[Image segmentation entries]

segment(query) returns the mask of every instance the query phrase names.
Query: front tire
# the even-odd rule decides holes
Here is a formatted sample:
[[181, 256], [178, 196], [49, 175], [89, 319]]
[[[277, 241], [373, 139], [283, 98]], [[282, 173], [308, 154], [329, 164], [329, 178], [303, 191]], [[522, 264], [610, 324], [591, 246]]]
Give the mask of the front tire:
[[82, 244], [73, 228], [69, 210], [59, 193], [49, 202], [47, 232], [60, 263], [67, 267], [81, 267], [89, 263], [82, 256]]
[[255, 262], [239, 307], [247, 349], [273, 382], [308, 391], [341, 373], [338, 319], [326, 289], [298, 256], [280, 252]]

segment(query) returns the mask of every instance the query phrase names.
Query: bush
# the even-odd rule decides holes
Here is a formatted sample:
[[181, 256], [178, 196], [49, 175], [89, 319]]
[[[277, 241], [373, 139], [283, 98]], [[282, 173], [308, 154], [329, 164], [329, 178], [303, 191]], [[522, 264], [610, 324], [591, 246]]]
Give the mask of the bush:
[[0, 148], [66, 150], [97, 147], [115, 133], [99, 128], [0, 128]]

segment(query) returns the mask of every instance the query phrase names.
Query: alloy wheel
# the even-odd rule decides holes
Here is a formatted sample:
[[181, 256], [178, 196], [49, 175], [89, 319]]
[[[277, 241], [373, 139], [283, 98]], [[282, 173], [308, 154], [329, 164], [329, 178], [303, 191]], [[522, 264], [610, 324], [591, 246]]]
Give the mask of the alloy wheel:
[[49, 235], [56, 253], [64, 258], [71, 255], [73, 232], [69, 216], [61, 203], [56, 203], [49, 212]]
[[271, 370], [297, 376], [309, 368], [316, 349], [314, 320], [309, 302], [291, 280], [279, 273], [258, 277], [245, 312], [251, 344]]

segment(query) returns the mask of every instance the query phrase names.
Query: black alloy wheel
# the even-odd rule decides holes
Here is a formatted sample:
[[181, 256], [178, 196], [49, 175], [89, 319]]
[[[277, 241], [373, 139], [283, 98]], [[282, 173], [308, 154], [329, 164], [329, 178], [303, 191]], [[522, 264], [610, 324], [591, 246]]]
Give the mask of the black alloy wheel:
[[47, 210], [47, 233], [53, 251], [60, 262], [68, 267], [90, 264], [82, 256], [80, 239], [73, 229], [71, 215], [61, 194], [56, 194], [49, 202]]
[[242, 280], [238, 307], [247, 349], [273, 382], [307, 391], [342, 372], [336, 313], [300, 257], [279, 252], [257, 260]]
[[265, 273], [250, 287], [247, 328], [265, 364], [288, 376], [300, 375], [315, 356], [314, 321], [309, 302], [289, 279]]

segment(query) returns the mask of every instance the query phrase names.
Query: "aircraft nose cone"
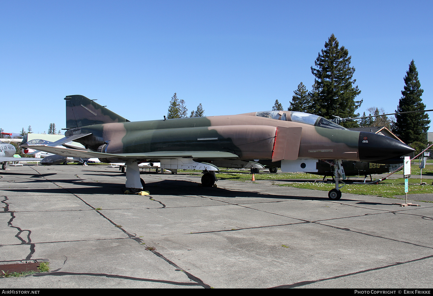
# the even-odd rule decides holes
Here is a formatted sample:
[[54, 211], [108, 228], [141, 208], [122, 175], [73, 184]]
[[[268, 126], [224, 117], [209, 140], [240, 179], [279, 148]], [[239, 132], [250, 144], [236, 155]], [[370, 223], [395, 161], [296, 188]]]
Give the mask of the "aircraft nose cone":
[[364, 132], [359, 133], [358, 149], [359, 160], [370, 162], [402, 156], [415, 151], [399, 141]]

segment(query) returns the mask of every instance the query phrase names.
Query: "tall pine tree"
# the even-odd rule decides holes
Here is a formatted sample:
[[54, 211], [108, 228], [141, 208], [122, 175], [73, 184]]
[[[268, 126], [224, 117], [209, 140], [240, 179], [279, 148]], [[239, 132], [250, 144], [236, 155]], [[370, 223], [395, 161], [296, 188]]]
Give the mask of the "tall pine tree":
[[275, 103], [274, 104], [274, 106], [272, 107], [272, 109], [273, 110], [284, 110], [284, 108], [283, 108], [283, 105], [278, 101], [278, 100], [275, 100]]
[[176, 93], [174, 93], [174, 94], [171, 97], [171, 100], [170, 101], [170, 106], [168, 106], [168, 113], [167, 114], [167, 118], [168, 119], [181, 118], [181, 109], [179, 105], [179, 99], [178, 99]]
[[188, 109], [187, 109], [185, 101], [181, 100], [179, 101], [179, 110], [181, 118], [185, 118], [188, 117]]
[[[424, 90], [418, 79], [418, 71], [412, 60], [404, 76], [404, 89], [398, 102], [396, 112], [425, 110], [421, 96]], [[430, 123], [429, 116], [425, 112], [396, 114], [396, 122], [392, 125], [392, 131], [401, 141], [409, 144], [418, 142], [426, 143], [425, 134]]]
[[293, 91], [294, 95], [290, 102], [290, 106], [288, 110], [311, 113], [310, 105], [311, 104], [311, 97], [304, 84], [301, 82], [298, 88]]
[[[311, 68], [315, 78], [313, 86], [312, 107], [315, 114], [329, 119], [333, 115], [343, 118], [356, 117], [355, 111], [362, 103], [355, 100], [361, 93], [358, 86], [353, 87], [352, 79], [355, 68], [350, 67], [352, 57], [344, 46], [339, 47], [334, 34], [325, 43], [325, 48], [314, 61], [316, 68]], [[348, 127], [355, 127], [356, 121], [343, 123]]]
[[190, 117], [201, 117], [204, 116], [204, 110], [203, 110], [203, 107], [201, 106], [201, 103], [197, 106], [197, 109], [195, 112], [191, 111], [191, 116]]

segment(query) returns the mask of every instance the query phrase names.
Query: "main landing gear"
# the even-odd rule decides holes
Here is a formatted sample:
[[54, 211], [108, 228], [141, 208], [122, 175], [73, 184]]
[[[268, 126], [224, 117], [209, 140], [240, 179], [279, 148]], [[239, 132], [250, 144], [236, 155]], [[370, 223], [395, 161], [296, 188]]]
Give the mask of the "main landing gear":
[[[326, 161], [323, 161], [333, 166], [334, 175], [335, 176], [334, 177], [334, 180], [335, 181], [335, 188], [329, 191], [328, 193], [328, 197], [333, 200], [339, 199], [341, 198], [341, 191], [340, 191], [340, 189], [346, 185], [343, 181], [340, 180], [340, 179], [342, 178], [343, 180], [345, 180], [346, 178], [344, 170], [343, 169], [343, 166], [341, 164], [341, 160], [336, 159], [333, 163], [330, 163]], [[339, 183], [340, 182], [343, 184], [341, 186], [339, 185]]]
[[125, 186], [131, 193], [143, 190], [146, 186], [144, 180], [140, 177], [140, 169], [136, 161], [129, 161], [126, 165], [126, 182]]
[[201, 177], [201, 185], [204, 187], [212, 187], [215, 183], [216, 177], [215, 177], [214, 171], [204, 171], [203, 176]]

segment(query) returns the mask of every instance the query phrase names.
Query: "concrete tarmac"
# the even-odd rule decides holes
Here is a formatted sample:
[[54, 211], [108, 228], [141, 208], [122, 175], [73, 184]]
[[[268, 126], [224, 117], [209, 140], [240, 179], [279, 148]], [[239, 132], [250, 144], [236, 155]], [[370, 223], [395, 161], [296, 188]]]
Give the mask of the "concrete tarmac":
[[51, 270], [2, 288], [433, 287], [432, 203], [169, 174], [124, 195], [107, 166], [8, 167], [0, 264]]

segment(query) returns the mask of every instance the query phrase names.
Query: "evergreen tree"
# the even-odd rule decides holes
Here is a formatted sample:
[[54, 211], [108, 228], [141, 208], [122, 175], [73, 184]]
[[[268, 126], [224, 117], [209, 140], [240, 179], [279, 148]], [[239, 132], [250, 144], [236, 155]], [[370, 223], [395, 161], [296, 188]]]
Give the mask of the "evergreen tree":
[[168, 113], [167, 114], [167, 118], [168, 119], [181, 118], [181, 109], [179, 109], [179, 99], [178, 99], [176, 93], [174, 93], [174, 94], [171, 97], [171, 100], [170, 101]]
[[284, 110], [284, 108], [283, 108], [283, 105], [278, 101], [278, 100], [275, 100], [275, 103], [274, 104], [274, 106], [272, 107], [272, 109], [273, 110]]
[[294, 94], [290, 102], [290, 106], [288, 110], [310, 113], [311, 104], [311, 95], [302, 82], [298, 85], [297, 89], [294, 90]]
[[179, 101], [179, 109], [180, 112], [181, 118], [185, 118], [188, 117], [188, 109], [185, 104], [185, 101], [181, 100]]
[[[356, 80], [352, 80], [355, 68], [350, 67], [351, 58], [349, 51], [344, 46], [339, 47], [334, 34], [331, 35], [314, 61], [317, 68], [311, 68], [315, 77], [311, 92], [314, 114], [330, 119], [333, 119], [333, 115], [343, 118], [359, 116], [355, 111], [362, 100], [355, 100], [361, 91], [358, 86], [353, 85]], [[355, 127], [358, 122], [349, 121], [343, 124]]]
[[19, 134], [19, 136], [20, 136], [21, 138], [23, 138], [26, 135], [27, 135], [27, 133], [26, 132], [26, 131], [24, 130], [24, 128], [23, 128], [23, 129], [22, 130], [21, 130], [21, 132]]
[[[366, 116], [367, 116], [365, 115], [365, 112], [364, 112], [364, 113], [362, 113], [362, 117], [365, 117]], [[359, 126], [360, 126], [361, 127], [367, 127], [367, 126], [368, 126], [368, 124], [367, 123], [367, 120], [368, 119], [361, 118], [360, 119], [359, 119]]]
[[[367, 109], [367, 111], [372, 113], [375, 115], [385, 114], [385, 110], [383, 108], [381, 108], [379, 109], [377, 107], [370, 107]], [[392, 121], [387, 116], [385, 115], [376, 116], [374, 118], [374, 119], [372, 117], [371, 118], [371, 120], [373, 122], [370, 124], [370, 125], [367, 125], [368, 126], [386, 126], [390, 129], [391, 129], [391, 124]]]
[[[425, 110], [426, 105], [421, 96], [424, 90], [418, 79], [418, 71], [412, 60], [409, 70], [404, 76], [404, 88], [401, 91], [402, 97], [398, 102], [396, 112]], [[412, 143], [418, 142], [427, 143], [425, 135], [430, 127], [429, 116], [425, 112], [396, 114], [396, 121], [392, 125], [392, 131], [401, 141]]]
[[202, 117], [204, 116], [204, 110], [203, 110], [203, 107], [201, 106], [201, 103], [198, 104], [197, 106], [197, 109], [194, 112], [192, 111], [191, 112], [191, 116], [190, 117]]

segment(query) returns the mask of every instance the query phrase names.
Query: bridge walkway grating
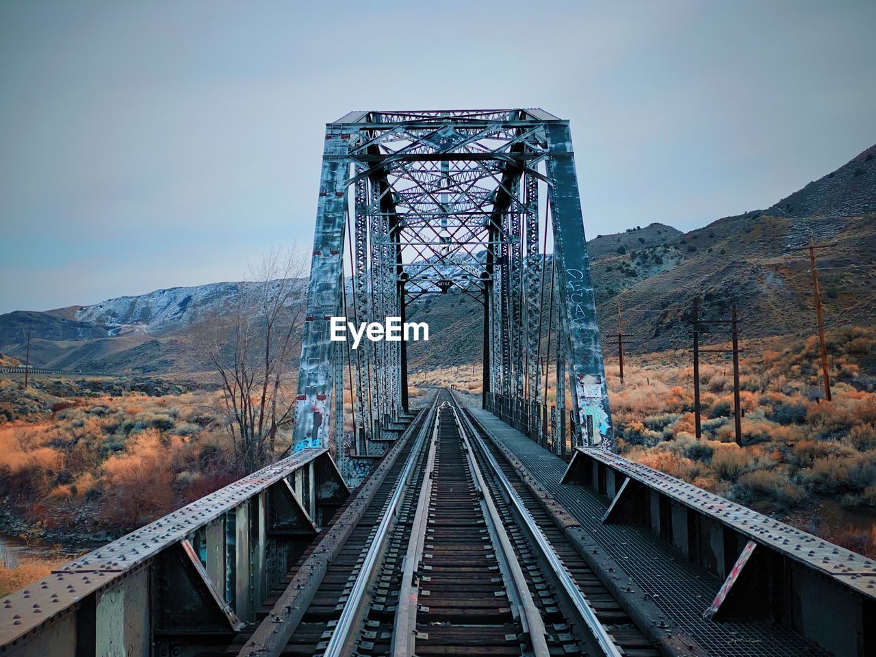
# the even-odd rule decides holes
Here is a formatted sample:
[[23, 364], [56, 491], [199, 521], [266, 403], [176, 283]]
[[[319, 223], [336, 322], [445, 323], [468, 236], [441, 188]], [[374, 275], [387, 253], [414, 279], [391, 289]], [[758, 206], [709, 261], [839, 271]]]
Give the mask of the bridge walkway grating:
[[642, 527], [603, 525], [611, 502], [586, 486], [561, 484], [567, 463], [474, 403], [469, 406], [493, 438], [520, 463], [581, 524], [641, 590], [713, 657], [826, 655], [794, 631], [766, 621], [716, 623], [703, 618], [722, 580], [688, 561]]

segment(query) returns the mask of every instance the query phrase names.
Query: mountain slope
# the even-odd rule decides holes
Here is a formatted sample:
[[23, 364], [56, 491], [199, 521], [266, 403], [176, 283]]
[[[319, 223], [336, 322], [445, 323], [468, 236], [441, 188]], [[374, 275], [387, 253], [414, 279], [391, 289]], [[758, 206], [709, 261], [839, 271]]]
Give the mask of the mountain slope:
[[[792, 249], [809, 235], [837, 243], [818, 254], [828, 325], [872, 324], [876, 146], [766, 210], [724, 217], [686, 234], [652, 223], [590, 240], [603, 333], [617, 332], [619, 302], [625, 332], [633, 334], [632, 350], [687, 346], [685, 321], [694, 297], [708, 318], [728, 317], [735, 302], [746, 336], [810, 332], [809, 260]], [[30, 330], [37, 365], [107, 372], [206, 371], [206, 356], [197, 346], [199, 327], [253, 285], [175, 287], [93, 306], [9, 313], [0, 315], [0, 351], [23, 359]], [[478, 300], [429, 295], [409, 307], [408, 319], [427, 321], [431, 328], [428, 343], [409, 345], [412, 371], [480, 359]]]

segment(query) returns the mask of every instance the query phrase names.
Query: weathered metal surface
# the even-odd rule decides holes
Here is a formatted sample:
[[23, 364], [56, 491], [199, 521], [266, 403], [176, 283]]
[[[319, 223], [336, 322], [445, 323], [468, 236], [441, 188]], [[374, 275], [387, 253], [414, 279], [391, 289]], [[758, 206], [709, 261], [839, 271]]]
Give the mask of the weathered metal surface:
[[[573, 375], [568, 392], [578, 417], [576, 443], [611, 448], [569, 124], [521, 109], [350, 112], [328, 125], [294, 444], [327, 445], [326, 427], [335, 427], [342, 472], [352, 480], [347, 439], [341, 423], [328, 417], [342, 412], [330, 399], [334, 393], [337, 402], [346, 378], [352, 379], [347, 383], [356, 409], [356, 454], [379, 454], [406, 396], [401, 343], [364, 341], [355, 353], [346, 353], [346, 345], [332, 350], [328, 319], [347, 306], [360, 323], [383, 323], [399, 316], [408, 300], [447, 292], [484, 305], [485, 396], [491, 391], [507, 398], [515, 422], [537, 424], [524, 399], [539, 399], [539, 372], [548, 367], [540, 336], [545, 300], [540, 186], [548, 190], [544, 223], [553, 226], [558, 263], [559, 325], [550, 335], [558, 348], [548, 354], [556, 355], [560, 371]], [[353, 247], [352, 308], [339, 278], [347, 239]], [[565, 395], [560, 401], [562, 427]], [[564, 445], [556, 449], [562, 453]]]
[[[630, 481], [627, 479], [626, 481]], [[752, 555], [754, 554], [754, 550], [757, 548], [758, 544], [753, 540], [749, 540], [745, 547], [742, 548], [742, 553], [739, 557], [736, 560], [736, 563], [730, 571], [730, 575], [727, 576], [727, 579], [724, 580], [724, 584], [721, 585], [721, 589], [718, 590], [717, 595], [715, 596], [715, 599], [712, 600], [712, 604], [709, 605], [709, 609], [703, 611], [703, 615], [709, 618], [710, 620], [714, 620], [724, 605], [724, 602], [729, 597], [731, 592], [733, 590], [733, 586], [736, 584], [737, 581], [739, 579], [739, 576], [742, 575], [743, 570], [748, 563], [749, 559], [751, 559]], [[751, 576], [758, 576], [756, 573], [751, 574]]]
[[265, 619], [241, 648], [240, 657], [250, 657], [251, 654], [266, 657], [278, 654], [282, 650], [301, 621], [310, 600], [316, 594], [328, 564], [340, 552], [374, 498], [378, 488], [395, 463], [406, 441], [413, 439], [411, 435], [415, 425], [415, 421], [412, 422], [404, 439], [395, 442], [371, 477], [358, 489], [356, 498], [347, 505], [341, 517], [320, 539], [320, 542], [298, 569]]
[[872, 559], [856, 555], [851, 550], [660, 470], [602, 449], [579, 448], [569, 463], [567, 477], [569, 472], [581, 465], [576, 463], [576, 459], [592, 459], [604, 463], [624, 477], [629, 477], [658, 491], [679, 505], [715, 519], [756, 543], [823, 573], [867, 597], [876, 598], [876, 564]]
[[548, 194], [554, 220], [554, 257], [562, 325], [568, 330], [572, 405], [585, 444], [611, 449], [614, 440], [611, 412], [597, 323], [587, 240], [578, 196], [578, 180], [569, 123], [545, 124]]
[[[202, 579], [204, 585], [208, 585], [213, 590], [215, 604], [219, 608], [227, 607], [230, 611], [223, 595], [228, 576], [223, 518], [229, 513], [234, 515], [237, 520], [236, 525], [242, 531], [245, 530], [248, 526], [247, 514], [243, 511], [238, 513], [237, 510], [248, 509], [248, 500], [257, 498], [261, 492], [293, 474], [296, 470], [309, 468], [314, 461], [320, 462], [321, 471], [324, 473], [334, 470], [327, 449], [299, 452], [187, 505], [118, 540], [93, 550], [20, 591], [4, 597], [0, 599], [0, 653], [25, 645], [26, 650], [22, 654], [41, 654], [36, 647], [32, 652], [31, 646], [42, 644], [41, 635], [47, 629], [55, 632], [51, 628], [56, 621], [67, 623], [61, 617], [67, 611], [74, 618], [75, 625], [77, 610], [88, 607], [88, 601], [93, 599], [91, 597], [94, 594], [108, 590], [110, 587], [121, 587], [118, 590], [124, 591], [124, 603], [118, 602], [118, 594], [113, 594], [115, 597], [110, 596], [100, 607], [102, 613], [111, 618], [113, 610], [121, 605], [124, 610], [125, 623], [129, 623], [132, 618], [131, 614], [135, 614], [134, 610], [137, 608], [137, 604], [133, 601], [138, 598], [142, 591], [138, 592], [138, 590], [131, 589], [125, 583], [131, 578], [140, 576], [137, 575], [139, 569], [146, 566], [151, 568], [158, 555], [180, 544], [187, 546], [191, 558], [197, 562], [196, 565], [193, 564], [191, 567], [194, 573], [192, 576]], [[323, 461], [328, 463], [322, 463]], [[339, 496], [345, 486], [340, 481], [336, 470], [332, 479], [331, 488], [336, 491], [336, 496]], [[187, 540], [195, 534], [202, 536], [205, 540], [202, 555], [196, 554]], [[249, 569], [247, 541], [248, 537], [244, 533], [238, 534], [235, 540], [237, 546], [245, 550], [245, 553], [240, 553], [241, 561], [237, 565], [241, 571]], [[188, 569], [188, 566], [186, 568]], [[248, 586], [249, 577], [245, 580]], [[243, 590], [237, 589], [237, 582], [234, 583], [234, 587], [236, 594], [239, 590], [244, 595]], [[248, 597], [249, 593], [246, 593], [241, 600], [244, 607]], [[95, 610], [93, 604], [91, 608]], [[92, 611], [91, 613], [96, 613], [96, 611]], [[94, 619], [90, 623], [93, 625]], [[234, 620], [225, 621], [225, 626], [229, 628], [235, 624]], [[131, 632], [126, 629], [124, 635], [117, 632], [110, 634], [116, 639], [124, 636], [128, 645], [136, 646], [138, 645], [138, 639]], [[62, 653], [72, 654], [74, 645], [74, 642], [69, 644]]]
[[526, 488], [535, 496], [538, 504], [548, 512], [554, 522], [575, 547], [577, 553], [599, 577], [603, 584], [621, 602], [624, 610], [645, 631], [652, 641], [661, 646], [661, 652], [677, 657], [705, 657], [706, 653], [688, 636], [659, 605], [643, 594], [633, 583], [623, 565], [599, 548], [580, 523], [573, 518], [542, 484], [533, 477], [523, 463], [501, 441], [496, 440], [490, 429], [477, 414], [471, 419], [487, 434], [517, 472]]
[[145, 569], [97, 594], [96, 654], [149, 657], [149, 595]]

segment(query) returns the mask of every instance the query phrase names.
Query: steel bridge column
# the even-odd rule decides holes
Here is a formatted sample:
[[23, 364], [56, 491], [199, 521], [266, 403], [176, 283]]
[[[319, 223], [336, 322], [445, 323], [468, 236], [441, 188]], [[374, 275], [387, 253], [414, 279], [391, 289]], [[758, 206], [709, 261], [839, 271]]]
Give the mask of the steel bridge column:
[[554, 223], [554, 253], [559, 284], [560, 312], [569, 326], [568, 360], [573, 377], [573, 406], [585, 444], [611, 449], [614, 428], [608, 403], [602, 344], [597, 324], [572, 138], [566, 121], [545, 124], [550, 155], [547, 160], [548, 194]]
[[343, 254], [346, 218], [345, 180], [350, 166], [345, 155], [349, 135], [339, 126], [326, 130], [320, 180], [320, 199], [314, 234], [314, 255], [310, 262], [307, 311], [301, 341], [301, 364], [298, 372], [298, 396], [293, 444], [300, 447], [328, 443], [331, 413], [328, 397], [331, 392], [331, 357], [328, 318], [341, 306], [339, 276], [343, 275]]
[[[361, 173], [357, 172], [357, 173]], [[356, 183], [356, 322], [358, 325], [371, 321], [371, 294], [368, 282], [370, 279], [368, 251], [368, 181], [361, 179]], [[362, 422], [362, 435], [356, 436], [356, 453], [367, 454], [367, 442], [374, 428], [374, 411], [371, 394], [371, 353], [372, 343], [363, 340], [357, 350], [357, 383], [359, 385], [357, 403], [359, 418]]]
[[541, 253], [539, 250], [539, 186], [535, 176], [526, 175], [526, 257], [524, 261], [524, 285], [526, 306], [526, 415], [532, 416], [532, 401], [539, 397], [539, 297]]

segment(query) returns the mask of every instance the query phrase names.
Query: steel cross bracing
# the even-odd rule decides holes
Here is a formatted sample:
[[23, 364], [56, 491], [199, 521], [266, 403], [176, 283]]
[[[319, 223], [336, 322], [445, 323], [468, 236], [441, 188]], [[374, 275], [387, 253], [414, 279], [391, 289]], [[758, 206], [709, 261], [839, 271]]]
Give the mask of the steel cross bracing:
[[[351, 299], [339, 282], [347, 249]], [[445, 293], [483, 303], [485, 403], [499, 396], [534, 420], [541, 367], [555, 356], [569, 375], [556, 392], [560, 423], [564, 404], [574, 412], [572, 446], [611, 446], [569, 126], [540, 110], [351, 112], [327, 126], [293, 444], [349, 450], [342, 464], [382, 454], [406, 410], [405, 350], [332, 349], [329, 318], [405, 321], [410, 303]], [[329, 421], [345, 390], [350, 438]]]

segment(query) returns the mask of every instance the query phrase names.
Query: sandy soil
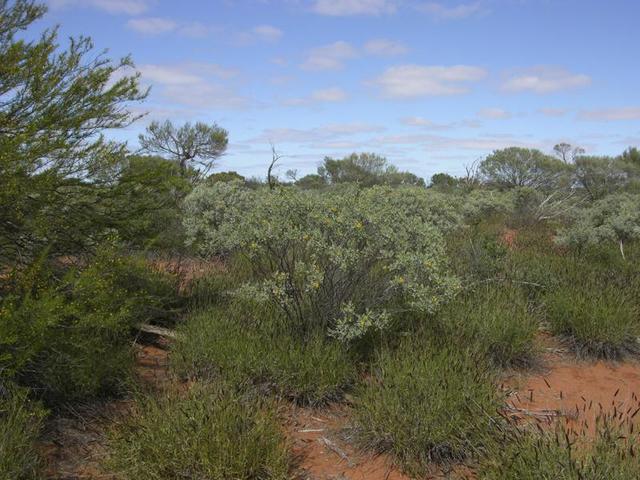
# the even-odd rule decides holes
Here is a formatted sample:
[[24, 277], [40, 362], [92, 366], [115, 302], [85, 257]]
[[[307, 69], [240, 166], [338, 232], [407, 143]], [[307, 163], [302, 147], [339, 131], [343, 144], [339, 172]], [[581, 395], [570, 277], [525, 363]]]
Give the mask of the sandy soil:
[[544, 371], [514, 375], [508, 405], [515, 414], [552, 421], [565, 419], [576, 431], [593, 434], [599, 414], [640, 422], [640, 363], [577, 361], [568, 354], [549, 353]]

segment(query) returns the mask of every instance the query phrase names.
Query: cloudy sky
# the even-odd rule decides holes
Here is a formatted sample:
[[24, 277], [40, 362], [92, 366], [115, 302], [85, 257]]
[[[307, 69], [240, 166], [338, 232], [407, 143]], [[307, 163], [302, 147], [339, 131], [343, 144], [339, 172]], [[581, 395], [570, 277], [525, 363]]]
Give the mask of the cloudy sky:
[[48, 0], [43, 25], [131, 54], [152, 119], [217, 122], [219, 169], [373, 151], [429, 177], [496, 148], [640, 144], [638, 0]]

» Short exercise: Tally the lines in the rows above that contain the word "wheel", and give only the number.

» Exercise output: 4